--- DOCUMENT SEGMENT ---
Another thing that struck me about riding Urby was how short I felt on his back, having gotten used to riding full-sized horses. I have to confess that I feel a more comfortable higher off the ground, weird as that might sound. He obviously didn’t like being given instructions via the bit, so I tried to do this as little as possible and use my legs instead whenever I could.

After the hack I lead Urby back to his stall. He was very eager to go back, and I didn’t really have to lead him beyond taking hold of the reins. I’m grateful that he let me dismount and put his stirrups up before he started making his way back, however. Heh. Urby clearly has a fanclub as I was surrounded by young girls cooing his name as we entered the stables. I lead him back to his stall, and there I fished a packet of Polo mints out of my jodhpur pocket to give to him for being, on the whole, so well behaved. He clearly enjoyed these a lot (one of the girls even said to me that he likes his mints), but his behaviour changed dramatically after I fed him the first one, and he became pushy and slightly aggressive. The same thing happened with Saxon when I wandered opposite to his stall to give him one so he didn’t feel left out. Following this, I shall not be hand-feeding the horses again, at least not until I go back to university as a goodbye present, perhaps.

So, another thoroughly pleasant ride. The plan from here is to have a yard lesson once a week until I return to university in mid-September, and hopefully another hack before I go away if I can afford it/squeeze it in. I want to work on my walk, trot and canter, and I want to be given fresh instruction by a new set of teachers to reinforce what I already know and make sure I haven’t been making any mistakes (for having been taught in a foreign language) and hopefully pick up some new tricks as well! Also, to acclimatise myself to only seeing horses once a week. I don’t know what the future holds, after all, and lessons are expensive!





5 responses

20 08 2012

Thanks for the photos, again! Is the barn/stable built into the side of a hill? It has the feeling of being somewhat underground based on the appearance from the photos. I love seeing how horses and horse people live in other countries.

Also, I think it is funny that you looked up what a western saddle is….I just assumed it was used everywhere and not just in the U.S.? I ride western and english, usually I go in a western saddle on trails (or when Skip is being a pill) and english in the arena. Western saddles are also good for barrels, roping, gymkhana, etc…..the horn is equivalent to an “oh shit” handle..hah.

20 08 2012

Heh, no – the stables just have a low ceiling (certainly lower than any I’ve encountered before). The outside area surrounding them is quite hilly, though, and the buildings the stables and offices are housed inside do have something of an underground-y feel to them for being nestled in the midst of them all, I think.

I knew that western saddles were different, I just couldn’t picture one in my mind and so had to look it up. Similarly to you, I’d previously just assumed that everyone everywhere used English saddles! Heh. I understand from my reading that the English saddle is used in the Olympic disciplines, anyway. I found it really interesting that it’s the only saddle that doesn’t incorporate any horns.

That said, as I found while I was riding in Japan, English saddles come in different shapes, too – I once had to do my regular flatwork training in a saddle that was usually used for jumping (as opposed to dressage), and it was really hard to keep my back straight because my balance felt all wrong!

22 08 2012

Thanks for the photos. I enjoyed seeing you out riding. You look very comfortable on your pony!

29 08 2012

I’m so glad to hear that other people find ponies are hard to ride when you’re used to big horses! I usually ride horses that are at least 16 hands in my lessons and recently went trekking on a 13.3 pony. I had real difficulty with rising in trot and, as she was so much narrower than I’m used to, I felt really insecure in my leg as well. Thought it was just me!

30 08 2012

Yes, me too! Amy actually later described the experience of trotting on a pony as being ‘like riding a jackhammer’. I am further reassured to hear you saying that it’s the same for you as well!

--- DATASET EXCERPTS ---
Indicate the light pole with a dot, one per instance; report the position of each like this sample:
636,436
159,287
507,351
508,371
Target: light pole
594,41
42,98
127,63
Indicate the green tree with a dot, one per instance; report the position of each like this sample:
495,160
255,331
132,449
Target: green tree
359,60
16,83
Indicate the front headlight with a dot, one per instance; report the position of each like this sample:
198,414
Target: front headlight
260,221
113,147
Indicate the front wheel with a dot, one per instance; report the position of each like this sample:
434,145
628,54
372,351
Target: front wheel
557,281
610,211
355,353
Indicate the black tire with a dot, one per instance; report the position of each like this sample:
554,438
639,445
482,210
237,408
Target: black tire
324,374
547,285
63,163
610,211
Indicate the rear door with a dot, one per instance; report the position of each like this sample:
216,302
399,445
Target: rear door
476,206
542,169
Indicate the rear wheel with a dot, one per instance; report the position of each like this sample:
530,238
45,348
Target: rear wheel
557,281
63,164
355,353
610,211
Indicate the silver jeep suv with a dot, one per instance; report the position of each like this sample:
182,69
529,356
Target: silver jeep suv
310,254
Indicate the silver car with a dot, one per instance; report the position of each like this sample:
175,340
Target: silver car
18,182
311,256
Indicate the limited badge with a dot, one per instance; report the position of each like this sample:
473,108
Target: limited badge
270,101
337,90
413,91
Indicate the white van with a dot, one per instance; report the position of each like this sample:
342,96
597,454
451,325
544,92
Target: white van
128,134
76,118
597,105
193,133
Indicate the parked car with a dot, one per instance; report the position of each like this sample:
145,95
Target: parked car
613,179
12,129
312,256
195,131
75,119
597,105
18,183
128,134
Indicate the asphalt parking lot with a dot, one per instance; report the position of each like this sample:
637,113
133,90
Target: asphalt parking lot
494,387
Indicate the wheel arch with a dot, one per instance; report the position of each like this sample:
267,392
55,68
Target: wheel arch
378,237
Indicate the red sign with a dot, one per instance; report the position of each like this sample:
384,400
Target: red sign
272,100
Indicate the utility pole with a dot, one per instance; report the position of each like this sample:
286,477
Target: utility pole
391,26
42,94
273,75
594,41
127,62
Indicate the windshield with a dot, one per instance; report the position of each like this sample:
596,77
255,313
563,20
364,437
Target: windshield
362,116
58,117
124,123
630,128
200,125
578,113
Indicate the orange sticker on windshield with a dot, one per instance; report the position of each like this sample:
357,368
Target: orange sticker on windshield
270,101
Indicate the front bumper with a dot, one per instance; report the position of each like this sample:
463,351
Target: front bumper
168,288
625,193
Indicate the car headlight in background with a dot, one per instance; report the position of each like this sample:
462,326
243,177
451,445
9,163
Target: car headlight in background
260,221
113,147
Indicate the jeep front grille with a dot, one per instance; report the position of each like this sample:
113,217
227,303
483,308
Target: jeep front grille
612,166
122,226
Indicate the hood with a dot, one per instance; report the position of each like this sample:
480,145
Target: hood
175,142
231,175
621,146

--- WORK TO COMPLETE ---
1. Print the stretch of the riding blog post from "I’m so glad" through "you as well!".
2. Translate this sentence from the riding blog post into Spanish: "I don’t know what the future holds, after all, and lessons are expensive!"
3. Summarize the riding blog post in two sentences.

--- YOUR WRITTEN ANSWERS ---
1.
I’m so glad to hear that other people find ponies are hard to ride when you’re used to big horses! I usually ride horses that are at least 16 hands in my lessons and recently went trekking on a 13.3 pony. I had real difficulty with rising in trot and, as she was so much narrower than I’m used to, I felt really insecure in my leg as well. Thought it was just me!

30 08 2012

Yes, me too! Amy actually later described the experience of trotting on a pony as being ‘like riding a jackhammer’. I am further reassured to hear you saying that it’s the same for you as well!

2. Después de todo, no sé qué depara el futuro, ¡y las clases son caras!

3. The writer felt short on Urby's back after getting used to full-sized horses, and after Urby turned pushy and slightly aggressive when hand-fed a Polo mint, the writer decided not to hand-feed the horses again. The writer plans a weekly yard lesson until returning to university in mid-September, and the commenters discuss the stables, western and English saddles, and how hard ponies are to ride for people used to big horses.